== Aim of the exercise ==
Please convert the listing, from the line with "# mark one dot per instance, written like column 61, row" to the line with "column 64, row 41", into a Markdown table with columns Row and Line. Give each line its own numbered row and leave out blank lines.
========================================================================
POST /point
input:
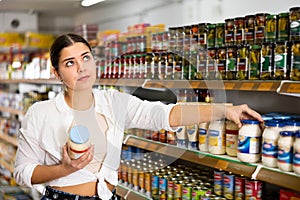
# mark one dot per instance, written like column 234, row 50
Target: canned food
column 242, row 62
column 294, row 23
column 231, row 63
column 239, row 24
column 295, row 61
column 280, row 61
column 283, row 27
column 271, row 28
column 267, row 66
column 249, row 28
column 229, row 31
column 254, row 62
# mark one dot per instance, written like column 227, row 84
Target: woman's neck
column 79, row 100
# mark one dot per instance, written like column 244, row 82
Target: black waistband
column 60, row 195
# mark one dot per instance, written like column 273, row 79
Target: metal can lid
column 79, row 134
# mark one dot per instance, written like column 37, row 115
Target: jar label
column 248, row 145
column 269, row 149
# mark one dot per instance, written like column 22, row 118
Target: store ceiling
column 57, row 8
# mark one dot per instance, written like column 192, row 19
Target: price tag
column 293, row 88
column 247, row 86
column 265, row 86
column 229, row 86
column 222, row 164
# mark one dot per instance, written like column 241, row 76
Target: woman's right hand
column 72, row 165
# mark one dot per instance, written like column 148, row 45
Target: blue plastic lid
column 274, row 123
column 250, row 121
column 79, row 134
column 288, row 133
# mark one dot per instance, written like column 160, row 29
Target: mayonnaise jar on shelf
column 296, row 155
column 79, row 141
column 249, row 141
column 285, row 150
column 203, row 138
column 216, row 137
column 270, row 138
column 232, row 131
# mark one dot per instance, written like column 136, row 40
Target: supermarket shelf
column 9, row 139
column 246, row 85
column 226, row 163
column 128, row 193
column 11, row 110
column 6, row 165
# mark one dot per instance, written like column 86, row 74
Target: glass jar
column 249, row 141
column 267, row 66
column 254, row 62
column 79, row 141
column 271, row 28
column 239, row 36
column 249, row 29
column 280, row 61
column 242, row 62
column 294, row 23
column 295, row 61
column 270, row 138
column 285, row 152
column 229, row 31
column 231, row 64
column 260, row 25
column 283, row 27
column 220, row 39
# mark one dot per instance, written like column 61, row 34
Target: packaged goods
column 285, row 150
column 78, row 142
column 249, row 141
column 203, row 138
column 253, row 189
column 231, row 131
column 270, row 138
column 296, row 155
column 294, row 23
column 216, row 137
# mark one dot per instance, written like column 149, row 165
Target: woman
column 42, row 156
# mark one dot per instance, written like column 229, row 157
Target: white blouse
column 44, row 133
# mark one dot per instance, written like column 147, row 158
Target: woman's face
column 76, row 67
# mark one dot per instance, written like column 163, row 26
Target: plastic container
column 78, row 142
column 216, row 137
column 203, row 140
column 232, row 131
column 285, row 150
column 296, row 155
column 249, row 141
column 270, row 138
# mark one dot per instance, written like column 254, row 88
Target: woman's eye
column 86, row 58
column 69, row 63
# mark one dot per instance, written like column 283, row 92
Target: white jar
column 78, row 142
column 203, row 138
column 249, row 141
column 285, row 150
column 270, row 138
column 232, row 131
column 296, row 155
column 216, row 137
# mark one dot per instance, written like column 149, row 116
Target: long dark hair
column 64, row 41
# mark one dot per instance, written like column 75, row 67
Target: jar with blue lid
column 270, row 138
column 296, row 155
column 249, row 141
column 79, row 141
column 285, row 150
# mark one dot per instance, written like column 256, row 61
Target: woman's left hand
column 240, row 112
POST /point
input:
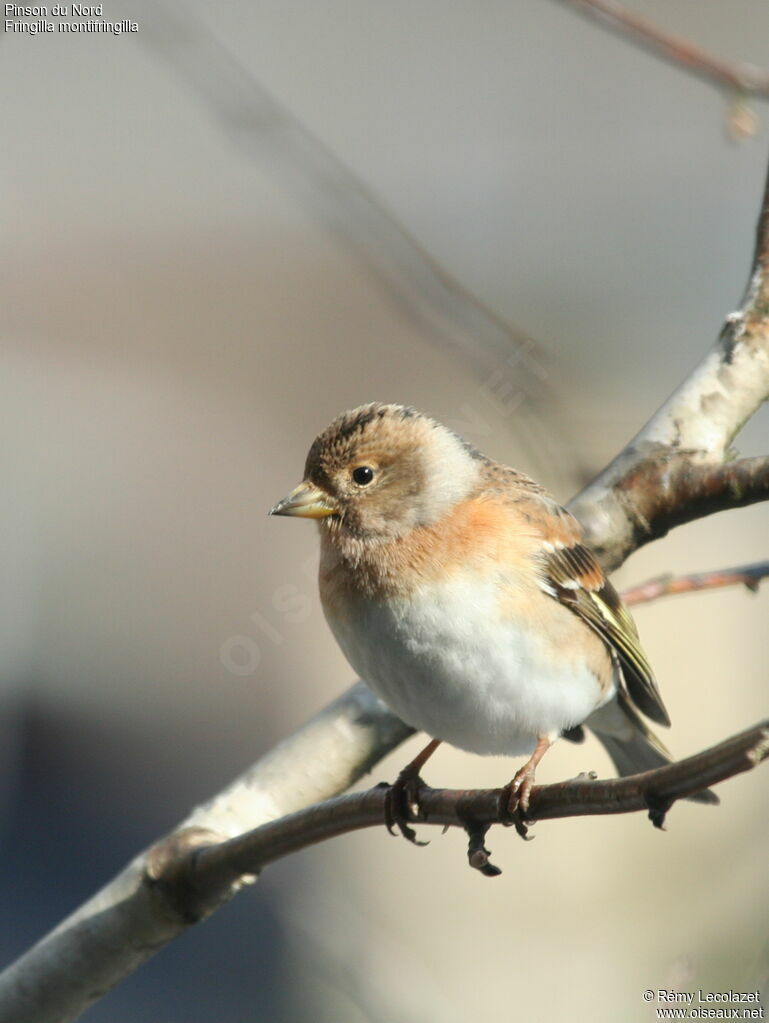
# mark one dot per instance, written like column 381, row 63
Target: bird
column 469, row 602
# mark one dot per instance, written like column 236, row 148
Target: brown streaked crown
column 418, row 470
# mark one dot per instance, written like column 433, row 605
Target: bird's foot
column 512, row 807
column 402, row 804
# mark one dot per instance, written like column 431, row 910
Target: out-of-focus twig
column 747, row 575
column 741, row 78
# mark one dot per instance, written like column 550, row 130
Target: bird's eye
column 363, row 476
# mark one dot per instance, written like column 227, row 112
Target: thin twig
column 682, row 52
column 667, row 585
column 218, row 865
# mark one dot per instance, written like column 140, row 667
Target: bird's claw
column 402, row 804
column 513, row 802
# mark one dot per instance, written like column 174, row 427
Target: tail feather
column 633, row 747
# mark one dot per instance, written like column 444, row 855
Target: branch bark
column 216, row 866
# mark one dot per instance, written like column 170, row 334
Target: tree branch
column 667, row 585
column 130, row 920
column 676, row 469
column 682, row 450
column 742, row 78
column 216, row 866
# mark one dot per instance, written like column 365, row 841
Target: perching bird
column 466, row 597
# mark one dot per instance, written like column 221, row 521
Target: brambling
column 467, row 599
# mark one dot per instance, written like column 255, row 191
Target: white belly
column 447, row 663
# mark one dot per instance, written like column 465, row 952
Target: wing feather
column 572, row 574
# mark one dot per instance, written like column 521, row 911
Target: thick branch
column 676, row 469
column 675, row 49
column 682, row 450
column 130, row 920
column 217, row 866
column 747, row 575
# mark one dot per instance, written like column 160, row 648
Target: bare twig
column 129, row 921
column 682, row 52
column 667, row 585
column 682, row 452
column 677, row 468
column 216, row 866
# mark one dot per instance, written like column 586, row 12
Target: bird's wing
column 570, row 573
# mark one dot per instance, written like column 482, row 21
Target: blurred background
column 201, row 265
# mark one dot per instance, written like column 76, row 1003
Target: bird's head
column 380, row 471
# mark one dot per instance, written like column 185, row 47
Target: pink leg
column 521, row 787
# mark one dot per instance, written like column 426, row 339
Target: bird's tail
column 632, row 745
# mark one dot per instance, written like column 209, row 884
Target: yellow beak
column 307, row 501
========================================================================
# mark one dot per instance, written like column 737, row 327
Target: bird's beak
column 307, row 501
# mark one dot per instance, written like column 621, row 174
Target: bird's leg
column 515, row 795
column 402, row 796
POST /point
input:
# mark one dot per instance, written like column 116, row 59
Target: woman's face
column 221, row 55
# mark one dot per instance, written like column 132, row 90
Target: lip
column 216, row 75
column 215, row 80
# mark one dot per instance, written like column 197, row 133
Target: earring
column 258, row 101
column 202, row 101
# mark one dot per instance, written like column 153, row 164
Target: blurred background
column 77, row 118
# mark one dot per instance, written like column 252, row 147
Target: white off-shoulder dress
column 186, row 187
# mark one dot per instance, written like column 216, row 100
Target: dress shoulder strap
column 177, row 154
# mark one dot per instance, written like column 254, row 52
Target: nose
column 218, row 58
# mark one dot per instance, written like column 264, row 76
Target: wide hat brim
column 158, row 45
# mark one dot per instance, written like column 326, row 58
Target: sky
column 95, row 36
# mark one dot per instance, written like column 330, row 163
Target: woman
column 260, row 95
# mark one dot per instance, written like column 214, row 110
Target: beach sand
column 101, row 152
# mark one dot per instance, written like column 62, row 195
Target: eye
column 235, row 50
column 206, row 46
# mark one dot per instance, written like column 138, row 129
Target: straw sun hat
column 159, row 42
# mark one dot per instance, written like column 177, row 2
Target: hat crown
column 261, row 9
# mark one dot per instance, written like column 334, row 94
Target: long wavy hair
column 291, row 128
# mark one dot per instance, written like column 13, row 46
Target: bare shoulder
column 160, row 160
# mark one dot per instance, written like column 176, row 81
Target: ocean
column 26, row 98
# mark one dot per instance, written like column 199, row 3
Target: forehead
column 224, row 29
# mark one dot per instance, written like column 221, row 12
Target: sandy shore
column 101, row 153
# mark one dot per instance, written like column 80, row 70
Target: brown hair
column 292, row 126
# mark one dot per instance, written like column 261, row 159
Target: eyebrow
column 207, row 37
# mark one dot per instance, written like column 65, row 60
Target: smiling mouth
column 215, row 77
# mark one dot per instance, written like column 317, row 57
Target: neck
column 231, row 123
========================================================================
== Task result ==
| Row | Line |
|---|---|
| 1 | # mark one dot per instance, written like column 61, row 34 |
| 2 | Target: packaged goods |
| 3 | column 285, row 150 |
| 4 | column 78, row 142 |
| 5 | column 249, row 141 |
| 6 | column 203, row 138 |
| 7 | column 253, row 189 |
| 8 | column 231, row 131 |
| 9 | column 270, row 138 |
| 10 | column 296, row 155 |
| 11 | column 294, row 23 |
| 12 | column 216, row 137 |
| 13 | # mark one dot per instance, written like column 149, row 165 |
| 14 | Target: woman |
| 15 | column 42, row 156 |
| 16 | # mark one dot per instance, written like column 229, row 157 |
| 17 | Target: white blouse |
| 18 | column 44, row 133 |
| 19 | # mark one dot per instance, written like column 147, row 158 |
| 20 | Target: woman's face |
| 21 | column 76, row 67 |
| 22 | # mark one dot per instance, written like column 163, row 26 |
| 23 | Target: plastic container |
| 24 | column 78, row 142 |
| 25 | column 216, row 137 |
| 26 | column 203, row 140 |
| 27 | column 232, row 131 |
| 28 | column 285, row 150 |
| 29 | column 296, row 155 |
| 30 | column 249, row 141 |
| 31 | column 270, row 138 |
| 32 | # mark one dot per instance, written like column 254, row 88 |
| 33 | Target: woman's eye |
| 34 | column 86, row 58 |
| 35 | column 69, row 63 |
| 36 | # mark one dot per instance, written like column 283, row 92 |
| 37 | Target: white jar |
| 38 | column 78, row 142 |
| 39 | column 203, row 138 |
| 40 | column 249, row 141 |
| 41 | column 285, row 150 |
| 42 | column 270, row 138 |
| 43 | column 232, row 131 |
| 44 | column 296, row 155 |
| 45 | column 216, row 137 |
| 46 | # mark one dot per instance, written like column 149, row 116 |
| 47 | Target: long dark hair |
| 48 | column 64, row 41 |